RICARDO BONALUME NETO
ESPECIAL PARA A FOLHA

À primeira vista, o sítio de Monte Verde pareceria ter adicionado pouco à polêmica questão das datas do povoamento americano.
A pesquisa nesse sítio arqueológico avançou em mil anos a data mais antiga de um desses locais no continente, para 12.500 anos atrás, comparados aos 11.500 anos do sítio Clóvis. O grande impacto é geográfico: Clóvis fica nos EUA, e Monte Verde, no Chile.
"Como poderiam as pessoas chegar na América do Norte e na ponta sul da América do Sul aproximadamente na mesma época?", pergunta o líder das escavações em Monte Verde, Tom Dillehay, da Universidade de Kentucky, de Lexington, Kentucky.
Não há resposta precisa ainda. Há quem diga que mais de uma onda de colonizadores veio para as Américas.
Esses colonos teriam vindo da Ásia pelo estreito de Bering, entre Rússia e Alasca (EUA), quando o mar estava mais baixo devido ao acúmulo de água em geleiras.

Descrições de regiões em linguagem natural
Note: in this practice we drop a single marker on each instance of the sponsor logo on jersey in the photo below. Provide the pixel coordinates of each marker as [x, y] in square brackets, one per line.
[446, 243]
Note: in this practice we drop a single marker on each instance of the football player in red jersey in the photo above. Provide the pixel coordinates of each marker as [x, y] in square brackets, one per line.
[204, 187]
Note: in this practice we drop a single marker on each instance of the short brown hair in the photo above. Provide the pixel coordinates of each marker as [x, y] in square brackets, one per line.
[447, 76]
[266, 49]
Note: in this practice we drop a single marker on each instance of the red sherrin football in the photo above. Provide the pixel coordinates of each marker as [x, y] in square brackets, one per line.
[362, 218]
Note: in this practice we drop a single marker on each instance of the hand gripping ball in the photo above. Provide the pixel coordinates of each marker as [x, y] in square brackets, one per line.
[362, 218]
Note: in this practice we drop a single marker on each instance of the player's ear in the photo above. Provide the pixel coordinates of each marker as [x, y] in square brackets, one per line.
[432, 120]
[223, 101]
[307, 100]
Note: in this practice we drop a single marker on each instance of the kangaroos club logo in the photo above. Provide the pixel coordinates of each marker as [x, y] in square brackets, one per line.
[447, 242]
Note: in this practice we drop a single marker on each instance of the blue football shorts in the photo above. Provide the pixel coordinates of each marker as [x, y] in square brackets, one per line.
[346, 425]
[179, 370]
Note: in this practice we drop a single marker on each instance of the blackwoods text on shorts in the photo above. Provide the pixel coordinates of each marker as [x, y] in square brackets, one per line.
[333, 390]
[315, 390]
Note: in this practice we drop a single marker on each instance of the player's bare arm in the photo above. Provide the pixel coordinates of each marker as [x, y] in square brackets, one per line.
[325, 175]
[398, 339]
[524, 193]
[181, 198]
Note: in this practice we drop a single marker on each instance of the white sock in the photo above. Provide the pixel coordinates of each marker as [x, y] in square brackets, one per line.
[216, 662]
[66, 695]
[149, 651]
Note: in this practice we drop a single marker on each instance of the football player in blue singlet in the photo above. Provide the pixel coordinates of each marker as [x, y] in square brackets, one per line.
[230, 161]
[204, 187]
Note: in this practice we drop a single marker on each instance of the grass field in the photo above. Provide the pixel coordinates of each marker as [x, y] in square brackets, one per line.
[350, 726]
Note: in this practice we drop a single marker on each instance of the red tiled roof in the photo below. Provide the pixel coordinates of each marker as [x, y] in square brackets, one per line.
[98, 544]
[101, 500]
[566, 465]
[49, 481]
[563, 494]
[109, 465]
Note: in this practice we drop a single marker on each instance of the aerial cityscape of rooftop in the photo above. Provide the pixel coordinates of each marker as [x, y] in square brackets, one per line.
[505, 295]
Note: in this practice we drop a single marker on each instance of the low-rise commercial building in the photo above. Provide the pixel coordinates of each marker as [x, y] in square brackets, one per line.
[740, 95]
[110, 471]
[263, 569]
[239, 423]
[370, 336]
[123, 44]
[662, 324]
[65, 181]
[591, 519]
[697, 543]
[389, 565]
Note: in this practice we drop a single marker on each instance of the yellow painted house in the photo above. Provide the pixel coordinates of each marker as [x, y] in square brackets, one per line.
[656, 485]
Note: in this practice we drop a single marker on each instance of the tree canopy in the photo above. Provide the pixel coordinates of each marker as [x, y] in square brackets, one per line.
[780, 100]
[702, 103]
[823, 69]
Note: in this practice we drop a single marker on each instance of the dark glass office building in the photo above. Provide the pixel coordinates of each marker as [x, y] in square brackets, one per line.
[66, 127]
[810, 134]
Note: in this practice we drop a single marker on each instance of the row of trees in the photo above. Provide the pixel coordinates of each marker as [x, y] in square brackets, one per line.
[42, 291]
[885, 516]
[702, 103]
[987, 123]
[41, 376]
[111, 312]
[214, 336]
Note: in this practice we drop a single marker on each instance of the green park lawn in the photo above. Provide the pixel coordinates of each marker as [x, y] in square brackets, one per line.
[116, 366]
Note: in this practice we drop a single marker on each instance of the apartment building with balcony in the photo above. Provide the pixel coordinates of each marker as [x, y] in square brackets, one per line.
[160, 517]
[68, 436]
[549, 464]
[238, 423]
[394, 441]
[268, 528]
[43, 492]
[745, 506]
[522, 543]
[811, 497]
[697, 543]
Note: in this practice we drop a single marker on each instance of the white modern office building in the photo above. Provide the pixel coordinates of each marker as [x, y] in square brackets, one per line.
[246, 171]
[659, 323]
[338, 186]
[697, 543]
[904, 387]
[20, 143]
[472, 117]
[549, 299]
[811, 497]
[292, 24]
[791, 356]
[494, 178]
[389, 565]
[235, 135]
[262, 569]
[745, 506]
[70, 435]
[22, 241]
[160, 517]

§ **Instruções**
A – Imprima o trecho do texto sobre Monte Verde de "Esses colonos teriam" a "água em geleiras.".
B – Escreva a continuação do texto sobre Monte Verde a partir do ponto em que ele termina.
Os dados são um material à parte, sem relação com o texto.

§ **Resultados**
A –
Esses colonos teriam vindo da Ásia pelo estreito de Bering, entre Rússia e Alasca (EUA), quando o mar estava mais baixo devido ao acúmulo de água em geleiras.

B –
Para estar no Chile 12.500 anos atrás, teriam de ter cruzado essa ponte, a "Beríngia", há mais de 20 mil anos, segundo comentou outro pesquisador da área, o arqueólogo David Meltzer, da Universidade Metodista do Sul, de Dallas, Texas, sul dos EUA.
Mas também é possível uma vinda por mar. Os povos das ilhas do Pacífico têm uma grande tradição de navegação oceânica; foi assim que colonizaram os inúmeros arquipélagos da Oceania.
Curiosamente, já houve até um "experimento" sobre a viabilidade desse tipo de navegação -embora na direção inversa.
O norueguês Thor Heyerdahl quis provar que os povos da América do Sul poderiam ter colonizado as ilhas do Pacífico.
Ele partiu do Peru em 1947 a bordo de uma balsa improvisada, a Kon-Tiki, semelhante às dos antigos povos da região.
Heyerdahl e uma tripulação pequena conseguiram chegar vivos depois de uma épica viagem de quase 7.000 km e 101 dias até as ilhas Tuamutu, na Polinésia.
Navegadores ou não, Dillehay está faz 20 anos procurando entender como viviam os "paleoíndios" do sul chileno.
O sítio foi descoberto acidentalmente em 1976 por chilenos que descobriram grandes ossos de mastodontes em uma região de charco.
Esse ambiente pantanoso está por trás da excelente preservação dos fósseis de Monte Verde. A grande responsável é a "turfa". Trata-se de restos vegetais em decomposição, formados dentro da água, em lugares pantanosos. A turfa cria um ambiente pobre em oxigênio e retém água. Com isso, o material orgânico pode ser preservado do ataque de bactérias.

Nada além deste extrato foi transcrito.